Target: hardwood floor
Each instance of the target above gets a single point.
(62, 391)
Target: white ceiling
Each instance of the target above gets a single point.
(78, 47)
___
## EXERCISE DETAILS
In the answer, each entry from the listing must be transcribed exactly.

## SOLUTION TO THIS PROBLEM
Target: hardwood floor
Each instance of the target above gets a single point.
(62, 391)
Target: white ceiling
Each instance of the target above gets a single point.
(78, 47)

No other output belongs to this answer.